▸ **Work required**:
Reproduce everything from the line containing "pinpoint the side" down to the end of the data, switching each occurrence of "surveillance image" to "camera image" and leaving all other text unchanged.
Start Records provided
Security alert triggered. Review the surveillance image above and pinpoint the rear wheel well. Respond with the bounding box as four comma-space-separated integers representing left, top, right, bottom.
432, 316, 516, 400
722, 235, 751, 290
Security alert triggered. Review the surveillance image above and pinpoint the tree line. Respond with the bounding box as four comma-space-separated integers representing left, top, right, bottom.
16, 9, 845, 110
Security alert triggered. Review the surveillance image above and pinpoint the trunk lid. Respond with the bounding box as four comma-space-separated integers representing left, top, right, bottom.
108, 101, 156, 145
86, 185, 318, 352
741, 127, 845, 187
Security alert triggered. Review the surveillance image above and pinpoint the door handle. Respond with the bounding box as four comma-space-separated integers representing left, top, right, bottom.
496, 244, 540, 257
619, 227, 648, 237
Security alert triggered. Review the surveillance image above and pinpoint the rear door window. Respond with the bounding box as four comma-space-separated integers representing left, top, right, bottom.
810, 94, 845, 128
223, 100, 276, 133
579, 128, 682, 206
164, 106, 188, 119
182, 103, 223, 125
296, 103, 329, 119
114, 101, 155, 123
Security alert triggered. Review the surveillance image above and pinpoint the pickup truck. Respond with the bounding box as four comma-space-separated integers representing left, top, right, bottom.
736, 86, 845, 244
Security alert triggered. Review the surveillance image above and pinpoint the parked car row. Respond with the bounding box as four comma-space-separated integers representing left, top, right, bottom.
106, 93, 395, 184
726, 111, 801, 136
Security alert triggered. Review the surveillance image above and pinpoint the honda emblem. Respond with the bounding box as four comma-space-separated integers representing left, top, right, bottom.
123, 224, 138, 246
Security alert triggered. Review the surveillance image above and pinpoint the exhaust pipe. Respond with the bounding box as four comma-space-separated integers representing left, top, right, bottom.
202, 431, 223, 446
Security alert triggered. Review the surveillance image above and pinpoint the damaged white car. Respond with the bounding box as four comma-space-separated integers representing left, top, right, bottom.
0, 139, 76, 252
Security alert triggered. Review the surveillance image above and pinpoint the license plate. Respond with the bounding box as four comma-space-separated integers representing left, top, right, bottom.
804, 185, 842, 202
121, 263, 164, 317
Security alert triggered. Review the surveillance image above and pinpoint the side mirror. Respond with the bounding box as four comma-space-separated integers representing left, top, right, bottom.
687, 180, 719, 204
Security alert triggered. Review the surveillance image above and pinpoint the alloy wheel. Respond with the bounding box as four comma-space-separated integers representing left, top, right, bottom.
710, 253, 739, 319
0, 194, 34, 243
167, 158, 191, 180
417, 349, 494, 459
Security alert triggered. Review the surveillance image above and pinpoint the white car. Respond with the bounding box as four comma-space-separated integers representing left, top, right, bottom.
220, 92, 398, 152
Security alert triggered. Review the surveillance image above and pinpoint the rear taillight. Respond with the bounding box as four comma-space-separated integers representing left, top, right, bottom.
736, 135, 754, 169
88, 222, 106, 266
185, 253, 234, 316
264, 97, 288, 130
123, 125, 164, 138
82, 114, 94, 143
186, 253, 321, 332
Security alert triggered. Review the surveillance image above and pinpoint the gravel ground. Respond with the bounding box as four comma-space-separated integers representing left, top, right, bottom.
End Records provided
▸ **Solution below**:
Security alert triggered. Review the camera image above and pinpoint the side mirror. Respond with the bounding box as four comma-space-separated integers representing left, top, right, bottom.
687, 180, 719, 204
Security alert triggered. Review the camera image above and pinpoint the alloy wheel. Respond with the bounding box as four comma-space-separated integers representing left, top, right, bottom.
710, 253, 739, 319
0, 194, 34, 243
167, 158, 191, 180
417, 349, 494, 459
Security alert triggered. Review the camera image above and pinpoint the white car. Respond with the bounding box as four comma-space-separated integers representing left, top, right, bottom.
220, 92, 398, 152
Security alert triggered. Review the camera image above and pinpoint the rear taillight. Respond with the bounding box as four comma-space-separated integers representing left, top, right, bottom.
736, 135, 754, 169
88, 222, 106, 266
185, 253, 234, 316
264, 97, 288, 130
123, 125, 164, 138
82, 114, 94, 143
186, 253, 321, 332
Security alert triggered. Review the camera image above and pinpoint the gravel ground. Respond with the bounding box as four comma-space-separated integers representing left, top, right, bottom.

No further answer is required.